§ **Selected text**
========
Set the notification mode times.begin is not 0, the first notification has a delay #5561

silenceJI · 2017-09-07T03:35:34Z

Expected Behavior

Current Behavior

There are three kinds of notifications for each of my monitoring items:

mail-notification:

object Notification "mail-notification" {
	import "mail-service-notification"

	host_name = "l-jyftest1.ops.beta.cn0"
	interval = 300.000000
	service_name = "check_load"
	times = {
		begin = 0.000000
	}
	users = [ "mika.liu", "yufeng.ji", "kai.duan", "liangliang.pan", "zhangj.zhang", "jiwei.zhao", "yinan.gao", "yankun.zhu" ]
	version = 1504145701.727930
	zone = "master"
}

push-notification:

object Notification "mail-notification" {
	import "push-service-notification"

	host_name = "l-jyftest1.ops.beta.cn0"
	interval = 300.000000
	service_name = "check_load"
	times = {
		begin = 0.000000
	}
	users = [ "qunaropspush" ]
	vars["userlist"] = "mika.liu,yufeng.ji,kai.duan,liangliang.pan,zhangj.zhang,jiwei.zhao,yinan.gao,yankun.zhu"
	version = 1504145701.562974
	zone = "master"
}

ivr-notification:

object Notification "ivr-notification" {
	import "ivr-service-notification"

	host_name = "l-jyftest1.ops.beta.cn0"
	interval = 300.000000
	service_name = "check_load"
	times = {
		begin = 900.000000
	}
	users = [ "qunaropsivr" ]
	vars["userlist"] = "mika.liu,yufeng.ji,kai.duan,liangliang.pan,zhangj.zhang,jiwei.zhao,yinan.gao,yankun.zhu"
	version = 1504145701.873894
	zone = "master"
========
§ **Material**
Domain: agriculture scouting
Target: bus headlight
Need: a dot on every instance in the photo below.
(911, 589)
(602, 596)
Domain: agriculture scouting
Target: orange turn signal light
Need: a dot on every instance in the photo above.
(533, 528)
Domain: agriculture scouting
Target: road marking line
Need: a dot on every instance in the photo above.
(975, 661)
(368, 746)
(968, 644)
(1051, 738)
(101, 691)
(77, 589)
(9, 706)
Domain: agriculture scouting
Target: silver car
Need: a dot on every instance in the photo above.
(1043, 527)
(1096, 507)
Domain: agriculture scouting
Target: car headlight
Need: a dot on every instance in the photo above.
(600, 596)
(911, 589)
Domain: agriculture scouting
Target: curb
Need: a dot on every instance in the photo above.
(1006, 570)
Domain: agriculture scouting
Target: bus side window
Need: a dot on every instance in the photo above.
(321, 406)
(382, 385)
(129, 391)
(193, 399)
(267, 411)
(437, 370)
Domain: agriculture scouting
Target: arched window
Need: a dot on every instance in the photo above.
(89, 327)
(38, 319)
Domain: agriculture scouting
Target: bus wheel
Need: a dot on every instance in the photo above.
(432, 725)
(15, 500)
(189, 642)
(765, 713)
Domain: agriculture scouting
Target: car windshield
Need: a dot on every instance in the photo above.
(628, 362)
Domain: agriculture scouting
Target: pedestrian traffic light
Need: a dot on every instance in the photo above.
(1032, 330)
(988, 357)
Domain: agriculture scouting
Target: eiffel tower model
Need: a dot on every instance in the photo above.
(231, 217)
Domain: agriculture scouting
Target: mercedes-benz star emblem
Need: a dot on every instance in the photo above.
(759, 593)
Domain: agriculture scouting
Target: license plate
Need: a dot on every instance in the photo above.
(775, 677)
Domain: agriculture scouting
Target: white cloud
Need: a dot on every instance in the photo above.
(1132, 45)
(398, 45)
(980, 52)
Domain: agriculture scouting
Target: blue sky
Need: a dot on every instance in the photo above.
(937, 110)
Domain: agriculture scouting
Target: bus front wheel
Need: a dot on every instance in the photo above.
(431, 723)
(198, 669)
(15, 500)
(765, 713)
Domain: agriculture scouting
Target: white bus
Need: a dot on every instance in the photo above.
========
§ **Requirements**
Can you reproduce the notification delay issue word for word, from its title line to its final line? The listing plays no role here.

§ **Response to the task**
Set the notification mode times.begin is not 0, the first notification has a delay #5561

silenceJI · 2017-09-07T03:35:34Z

Expected Behavior

Current Behavior

There are three kinds of notifications for each of my monitoring items:

mail-notification:

object Notification "mail-notification" {
	import "mail-service-notification"

	host_name = "l-jyftest1.ops.beta.cn0"
	interval = 300.000000
	service_name = "check_load"
	times = {
		begin = 0.000000
	}
	users = [ "mika.liu", "yufeng.ji", "kai.duan", "liangliang.pan", "zhangj.zhang", "jiwei.zhao", "yinan.gao", "yankun.zhu" ]
	version = 1504145701.727930
	zone = "master"
}

push-notification:

object Notification "mail-notification" {
	import "push-service-notification"

	host_name = "l-jyftest1.ops.beta.cn0"
	interval = 300.000000
	service_name = "check_load"
	times = {
		begin = 0.000000
	}
	users = [ "qunaropspush" ]
	vars["userlist"] = "mika.liu,yufeng.ji,kai.duan,liangliang.pan,zhangj.zhang,jiwei.zhao,yinan.gao,yankun.zhu"
	version = 1504145701.562974
	zone = "master"
}

ivr-notification:

object Notification "ivr-notification" {
	import "ivr-service-notification"

	host_name = "l-jyftest1.ops.beta.cn0"
	interval = 300.000000
	service_name = "check_load"
	times = {
		begin = 900.000000
	}
	users = [ "qunaropsivr" ]
	vars["userlist"] = "mika.liu,yufeng.ji,kai.duan,liangliang.pan,zhangj.zhang,jiwei.zhao,yinan.gao,yankun.zhu"
	version = 1504145701.873894
	zone = "master"